Say how many lines in the records contain the string "green". Nothing but the number should be given.

(Provided information):
..............................
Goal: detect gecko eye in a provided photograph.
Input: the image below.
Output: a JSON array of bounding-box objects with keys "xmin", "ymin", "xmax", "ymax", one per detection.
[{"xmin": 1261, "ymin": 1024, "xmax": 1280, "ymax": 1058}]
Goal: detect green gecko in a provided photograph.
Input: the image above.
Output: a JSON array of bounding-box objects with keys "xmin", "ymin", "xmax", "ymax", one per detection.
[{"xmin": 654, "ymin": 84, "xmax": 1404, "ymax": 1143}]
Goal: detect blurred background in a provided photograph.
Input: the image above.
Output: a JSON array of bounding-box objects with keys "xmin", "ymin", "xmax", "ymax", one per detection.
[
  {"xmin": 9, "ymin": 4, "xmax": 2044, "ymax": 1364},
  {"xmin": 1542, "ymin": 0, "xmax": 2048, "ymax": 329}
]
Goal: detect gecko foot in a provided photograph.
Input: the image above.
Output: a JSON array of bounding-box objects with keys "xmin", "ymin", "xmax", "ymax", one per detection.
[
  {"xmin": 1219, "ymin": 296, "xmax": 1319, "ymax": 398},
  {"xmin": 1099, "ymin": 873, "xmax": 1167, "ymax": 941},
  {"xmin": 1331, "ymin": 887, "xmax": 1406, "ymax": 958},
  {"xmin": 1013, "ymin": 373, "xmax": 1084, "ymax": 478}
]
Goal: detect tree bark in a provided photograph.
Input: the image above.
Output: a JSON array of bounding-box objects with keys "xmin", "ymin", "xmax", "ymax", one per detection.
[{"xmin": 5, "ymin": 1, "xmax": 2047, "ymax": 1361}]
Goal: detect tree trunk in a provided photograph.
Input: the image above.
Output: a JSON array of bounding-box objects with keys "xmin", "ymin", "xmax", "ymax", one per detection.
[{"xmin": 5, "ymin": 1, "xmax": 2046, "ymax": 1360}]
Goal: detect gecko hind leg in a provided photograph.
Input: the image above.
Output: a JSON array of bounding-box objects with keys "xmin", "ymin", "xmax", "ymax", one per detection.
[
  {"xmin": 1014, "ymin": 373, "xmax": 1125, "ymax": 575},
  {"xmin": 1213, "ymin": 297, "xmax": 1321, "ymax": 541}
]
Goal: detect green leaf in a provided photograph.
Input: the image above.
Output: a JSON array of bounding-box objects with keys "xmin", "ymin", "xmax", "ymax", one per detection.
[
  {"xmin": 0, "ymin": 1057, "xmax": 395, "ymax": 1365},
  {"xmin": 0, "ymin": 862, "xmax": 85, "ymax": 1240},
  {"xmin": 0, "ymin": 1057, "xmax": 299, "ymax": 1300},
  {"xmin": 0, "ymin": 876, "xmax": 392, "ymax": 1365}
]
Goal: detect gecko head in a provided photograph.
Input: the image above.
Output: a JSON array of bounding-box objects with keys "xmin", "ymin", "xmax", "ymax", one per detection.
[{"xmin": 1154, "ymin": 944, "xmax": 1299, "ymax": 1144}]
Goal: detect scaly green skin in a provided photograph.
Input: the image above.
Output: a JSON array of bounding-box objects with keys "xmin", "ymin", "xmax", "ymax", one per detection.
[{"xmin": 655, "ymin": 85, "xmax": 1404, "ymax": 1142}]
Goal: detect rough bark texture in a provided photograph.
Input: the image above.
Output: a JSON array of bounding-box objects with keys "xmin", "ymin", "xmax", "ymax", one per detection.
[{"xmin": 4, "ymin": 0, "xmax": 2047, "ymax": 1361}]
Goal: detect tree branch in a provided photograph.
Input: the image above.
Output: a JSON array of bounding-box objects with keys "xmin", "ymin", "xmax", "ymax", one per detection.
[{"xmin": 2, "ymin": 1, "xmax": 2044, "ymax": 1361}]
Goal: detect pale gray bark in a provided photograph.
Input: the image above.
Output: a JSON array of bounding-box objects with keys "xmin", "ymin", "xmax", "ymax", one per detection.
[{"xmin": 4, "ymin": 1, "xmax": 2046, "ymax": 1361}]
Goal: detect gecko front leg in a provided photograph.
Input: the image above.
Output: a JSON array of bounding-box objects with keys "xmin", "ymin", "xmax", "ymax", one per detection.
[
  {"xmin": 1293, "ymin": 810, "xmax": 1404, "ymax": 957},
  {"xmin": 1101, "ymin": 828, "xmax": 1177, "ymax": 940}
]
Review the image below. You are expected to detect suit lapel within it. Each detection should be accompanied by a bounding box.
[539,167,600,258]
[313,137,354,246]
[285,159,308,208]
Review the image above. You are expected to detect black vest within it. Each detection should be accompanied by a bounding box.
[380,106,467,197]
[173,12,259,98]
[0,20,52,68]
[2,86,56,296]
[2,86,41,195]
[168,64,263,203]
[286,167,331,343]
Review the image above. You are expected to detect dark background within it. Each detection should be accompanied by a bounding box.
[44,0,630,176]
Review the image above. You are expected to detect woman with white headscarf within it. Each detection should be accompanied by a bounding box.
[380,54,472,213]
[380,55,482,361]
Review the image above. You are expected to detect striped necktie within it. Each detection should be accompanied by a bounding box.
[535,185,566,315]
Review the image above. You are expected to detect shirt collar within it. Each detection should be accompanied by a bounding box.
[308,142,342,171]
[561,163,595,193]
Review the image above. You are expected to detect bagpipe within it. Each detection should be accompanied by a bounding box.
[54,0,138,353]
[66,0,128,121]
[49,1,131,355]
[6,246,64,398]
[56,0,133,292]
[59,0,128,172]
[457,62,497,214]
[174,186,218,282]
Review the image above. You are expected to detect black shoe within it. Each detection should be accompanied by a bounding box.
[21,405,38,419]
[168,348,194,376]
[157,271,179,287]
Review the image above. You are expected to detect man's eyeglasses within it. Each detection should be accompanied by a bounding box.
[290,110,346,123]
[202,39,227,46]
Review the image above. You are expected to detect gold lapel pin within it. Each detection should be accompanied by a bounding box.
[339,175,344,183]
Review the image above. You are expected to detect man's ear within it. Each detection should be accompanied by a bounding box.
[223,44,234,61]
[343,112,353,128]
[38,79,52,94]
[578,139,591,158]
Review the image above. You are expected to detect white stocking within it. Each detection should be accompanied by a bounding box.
..............................
(Exercise output): 3